* [Brontekst]
--------------------------------------------------

Naar aanleiding van “The Dispensable Nation. American Foreign Policy in Retreat” (2013) van Vali Nasr: Er lijkt een vanzelfsprekend beeld van de huidige wereld te bestaan: de wereld wordt geregeerd door een enkele supermacht, de Verenigde Staten van Amerika, de rest is daarvan afhankelijk. Natuurlijk zijn er China, India, Rusland, de Europese Unie, maar dat zijn regionale grootheden, geen globale. Althans niet in de absolute mate waarin de VS het lijken te zijn. Onlangs heeft men nog een aantal “opkomende landen” gevonden, Turkije, Brazilië, Indonesië enz., maar die zijn zogezegd nog regionaler.
Misschien klopt het beeld zelfs wel. In ieder geval leeft het bij de meerderheid van de wereldbevolking al probeert men her en der verzet te ontwikkelen. En het is de moeite waard te bedenken welke de consequenties van deze situatie zijn.

--------------------------------------------------

* [Gestelde opdracht a]
Door welke supermacht wordt de wereld geregeerd volgens het beeld dat in de brontekst wordt beschreven?

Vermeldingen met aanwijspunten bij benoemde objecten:
--------------------------------------------------

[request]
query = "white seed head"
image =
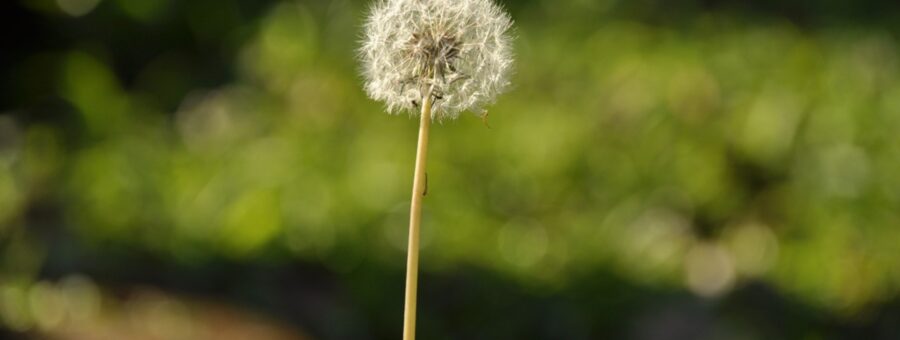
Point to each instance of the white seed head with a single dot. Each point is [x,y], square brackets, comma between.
[457,50]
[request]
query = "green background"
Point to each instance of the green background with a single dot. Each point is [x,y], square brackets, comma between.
[658,170]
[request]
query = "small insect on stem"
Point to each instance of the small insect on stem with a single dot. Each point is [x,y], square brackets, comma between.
[484,114]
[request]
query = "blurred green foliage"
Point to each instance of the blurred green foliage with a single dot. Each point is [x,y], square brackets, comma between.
[696,154]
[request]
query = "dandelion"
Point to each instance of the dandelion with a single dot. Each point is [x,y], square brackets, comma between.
[456,50]
[442,57]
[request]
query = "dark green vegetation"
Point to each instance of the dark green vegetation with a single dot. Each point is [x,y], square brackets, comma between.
[659,170]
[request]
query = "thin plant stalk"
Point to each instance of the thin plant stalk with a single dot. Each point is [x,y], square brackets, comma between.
[415,217]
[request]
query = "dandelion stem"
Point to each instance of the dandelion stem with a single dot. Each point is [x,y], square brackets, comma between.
[415,216]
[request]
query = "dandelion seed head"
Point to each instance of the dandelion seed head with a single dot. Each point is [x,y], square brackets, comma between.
[457,50]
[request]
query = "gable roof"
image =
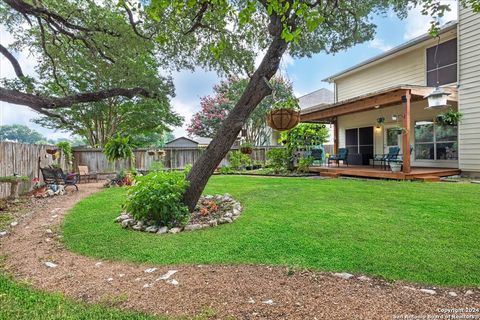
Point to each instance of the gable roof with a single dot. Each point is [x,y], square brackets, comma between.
[317,97]
[449,26]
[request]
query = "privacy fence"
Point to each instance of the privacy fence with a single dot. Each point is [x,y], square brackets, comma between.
[24,160]
[172,158]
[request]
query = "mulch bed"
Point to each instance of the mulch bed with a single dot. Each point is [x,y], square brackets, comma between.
[239,291]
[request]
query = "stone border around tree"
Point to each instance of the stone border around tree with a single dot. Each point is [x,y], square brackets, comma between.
[228,211]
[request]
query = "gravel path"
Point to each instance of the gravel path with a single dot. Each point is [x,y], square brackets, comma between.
[34,253]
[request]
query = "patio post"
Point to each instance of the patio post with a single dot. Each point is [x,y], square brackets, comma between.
[406,102]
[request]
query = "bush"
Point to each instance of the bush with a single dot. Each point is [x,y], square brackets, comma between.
[239,160]
[158,196]
[278,159]
[304,164]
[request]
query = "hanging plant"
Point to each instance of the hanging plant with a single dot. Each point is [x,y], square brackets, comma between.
[449,118]
[246,148]
[284,115]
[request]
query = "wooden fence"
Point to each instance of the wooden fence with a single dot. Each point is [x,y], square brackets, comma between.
[25,160]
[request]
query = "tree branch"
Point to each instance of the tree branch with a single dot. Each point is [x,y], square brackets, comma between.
[41,103]
[13,61]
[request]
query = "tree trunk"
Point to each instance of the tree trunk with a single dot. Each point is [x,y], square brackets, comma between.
[257,89]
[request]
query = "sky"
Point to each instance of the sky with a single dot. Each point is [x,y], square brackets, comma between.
[306,74]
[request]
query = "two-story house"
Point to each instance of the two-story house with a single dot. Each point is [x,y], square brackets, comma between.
[375,98]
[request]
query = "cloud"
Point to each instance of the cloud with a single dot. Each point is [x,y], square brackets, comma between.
[418,24]
[380,45]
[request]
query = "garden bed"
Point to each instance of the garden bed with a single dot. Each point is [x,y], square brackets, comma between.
[211,211]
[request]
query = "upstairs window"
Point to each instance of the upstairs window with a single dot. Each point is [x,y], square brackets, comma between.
[447,64]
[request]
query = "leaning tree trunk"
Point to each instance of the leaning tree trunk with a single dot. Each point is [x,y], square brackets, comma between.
[257,89]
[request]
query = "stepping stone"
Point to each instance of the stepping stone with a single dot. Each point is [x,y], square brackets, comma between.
[429,291]
[167,275]
[51,264]
[343,275]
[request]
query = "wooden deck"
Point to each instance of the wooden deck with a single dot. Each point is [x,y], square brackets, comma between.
[417,173]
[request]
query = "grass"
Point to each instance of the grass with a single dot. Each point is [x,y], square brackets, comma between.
[420,232]
[19,301]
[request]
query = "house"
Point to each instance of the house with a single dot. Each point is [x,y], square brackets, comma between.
[188,143]
[392,87]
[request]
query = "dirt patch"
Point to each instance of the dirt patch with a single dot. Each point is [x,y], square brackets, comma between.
[34,253]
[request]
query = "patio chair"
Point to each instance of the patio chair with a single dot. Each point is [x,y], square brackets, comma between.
[341,156]
[317,154]
[84,173]
[392,155]
[55,176]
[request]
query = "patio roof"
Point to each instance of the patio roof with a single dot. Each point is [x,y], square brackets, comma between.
[382,98]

--------------------------------------------------

* [Gestelde opdracht b]
Noem elke regel uit de vermeldingen waarin het woord "small" voorkomt. Let daarbij op hoofdletters en kleine letters.

* [Antwoord a]
Door de Verenigde Staten van Amerika.

* [Antwoord b]
query = "small insect on stem"
Point to each instance of the small insect on stem with a single dot. Each point is [x,y], square brackets, comma between.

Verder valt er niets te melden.